▸ ACTIVITY LIST
A. Using the Medical Action Group statement, decide whether each claim agrees with it: (i) exceptional circumstances can justify torture; (ii) women and children in detention are the most vulnerable to sexual violence; (iii) the Medical Action Group acts together with the United Against Torture Coalition. Give yes or no for each, with the deciding words from the statement in quotation marks.
B. Reproduce the Medical Action Group statement word for word from "Statement from the" to "including the Philippines.".

▸ PAGE TEXT
------------------------------

Statement from the Medical Action Group, Inc.
June 26, 2015
International Day in Support of Victims of Torture (IDSVT)


Torture is considered a crime under the international human rights law. It is prohibited everywhere, at all times, and no exceptional circumstances whatsoever can be used to justify it. However, the abominable practice of torture continues unabated throughout the world including the Philippines.

It most often takes place in places of detention – where people deprived of liberty are mistreated to extract information, to punish or to discriminate. Women and children in detention are most vulnerable to sexual violence. Many people are subjected to torture on the grounds of their sexual orientation, ethnic origins, political and religious beliefs, age or disabilities.

Yet, no one is punished for committing torture.

Torture has devastating effects not only to torture victims but also to their immediate families, communities and larger society. It is intended to silence the victims. Oftentimes, it is not the survivor’s inability to speak but the fear of reprisal.

Once tortured is tortured for life.

Torture victims desperately need a help to mend their shattered bodies and mind from their traumatic experiences. But through rehabilitation they can reclaim their life and rebuild for their future, and that of their family and community.


As the world commemorates the UN International Day in Support of Torture Victims every June 26, the Medical Action Group together with the United Against Torture Coalition (UATC- Philippines) stands in solidarity with victims of torture through the “Basta! Run Against Torture 9” (BRAT IX), to reiterate the demand for torture rehabilitation as a right and a responsibility for all us.

------------------------------

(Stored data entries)
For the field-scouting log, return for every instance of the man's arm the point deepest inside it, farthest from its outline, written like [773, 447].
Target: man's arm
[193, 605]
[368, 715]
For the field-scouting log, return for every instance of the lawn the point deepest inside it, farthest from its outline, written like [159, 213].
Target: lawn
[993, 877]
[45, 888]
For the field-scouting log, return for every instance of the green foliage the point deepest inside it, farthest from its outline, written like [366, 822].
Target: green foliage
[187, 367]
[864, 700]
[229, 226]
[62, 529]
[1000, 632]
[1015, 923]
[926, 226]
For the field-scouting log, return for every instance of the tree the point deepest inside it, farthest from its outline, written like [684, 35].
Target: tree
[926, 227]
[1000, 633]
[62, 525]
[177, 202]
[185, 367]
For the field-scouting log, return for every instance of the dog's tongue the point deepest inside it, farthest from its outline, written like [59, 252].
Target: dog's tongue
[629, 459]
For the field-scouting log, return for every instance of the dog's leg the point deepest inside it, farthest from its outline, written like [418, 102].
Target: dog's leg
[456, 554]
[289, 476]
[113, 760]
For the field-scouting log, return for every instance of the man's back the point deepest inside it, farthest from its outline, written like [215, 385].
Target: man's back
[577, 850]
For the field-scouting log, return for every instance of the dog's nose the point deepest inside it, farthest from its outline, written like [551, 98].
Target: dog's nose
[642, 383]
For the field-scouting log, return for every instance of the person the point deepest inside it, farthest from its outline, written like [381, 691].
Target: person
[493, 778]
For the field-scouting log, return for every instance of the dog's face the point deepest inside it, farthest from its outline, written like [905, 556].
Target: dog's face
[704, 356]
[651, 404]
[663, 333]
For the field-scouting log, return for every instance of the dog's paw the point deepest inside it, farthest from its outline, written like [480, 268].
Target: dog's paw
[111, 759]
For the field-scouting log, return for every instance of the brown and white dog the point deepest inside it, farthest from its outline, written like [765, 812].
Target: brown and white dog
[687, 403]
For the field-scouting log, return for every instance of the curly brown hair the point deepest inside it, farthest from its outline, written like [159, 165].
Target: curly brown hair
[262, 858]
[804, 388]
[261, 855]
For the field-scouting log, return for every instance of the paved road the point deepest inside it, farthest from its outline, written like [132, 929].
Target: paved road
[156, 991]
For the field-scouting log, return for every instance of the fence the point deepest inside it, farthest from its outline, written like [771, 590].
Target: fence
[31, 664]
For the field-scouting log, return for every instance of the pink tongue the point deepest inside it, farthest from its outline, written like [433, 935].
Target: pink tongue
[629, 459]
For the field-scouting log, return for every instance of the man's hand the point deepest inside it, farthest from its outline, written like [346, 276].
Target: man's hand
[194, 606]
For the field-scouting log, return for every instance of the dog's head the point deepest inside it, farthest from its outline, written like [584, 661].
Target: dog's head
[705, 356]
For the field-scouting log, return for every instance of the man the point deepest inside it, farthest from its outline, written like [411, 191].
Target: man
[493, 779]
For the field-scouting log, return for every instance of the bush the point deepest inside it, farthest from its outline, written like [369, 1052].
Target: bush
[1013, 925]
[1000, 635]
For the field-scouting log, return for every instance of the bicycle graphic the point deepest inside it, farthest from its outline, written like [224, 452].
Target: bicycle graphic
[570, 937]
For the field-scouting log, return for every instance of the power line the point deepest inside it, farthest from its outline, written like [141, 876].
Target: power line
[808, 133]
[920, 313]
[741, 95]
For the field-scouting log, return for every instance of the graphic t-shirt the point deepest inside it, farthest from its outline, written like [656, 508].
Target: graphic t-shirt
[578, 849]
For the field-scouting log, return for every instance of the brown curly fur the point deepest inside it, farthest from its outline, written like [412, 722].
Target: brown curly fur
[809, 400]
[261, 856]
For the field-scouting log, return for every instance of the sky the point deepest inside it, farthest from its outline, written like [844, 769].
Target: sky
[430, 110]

------------------------------

▸ SOLUTIONS TO THE EXERCISE
A.
(i) No: "no exceptional circumstances whatsoever can be used to justify it"
(ii) Yes: "Women and children in detention are most vulnerable to sexual violence."
(iii) Yes: "the Medical Action Group together with the United Against Torture Coalition (UATC- Philippines) stands in solidarity with victims of torture"

B.
Statement from the Medical Action Group, Inc.
June 26, 2015
International Day in Support of Victims of Torture (IDSVT)


Torture is considered a crime under the international human rights law. It is prohibited everywhere, at all times, and no exceptional circumstances whatsoever can be used to justify it. However, the abominable practice of torture continues unabated throughout the world including the Philippines.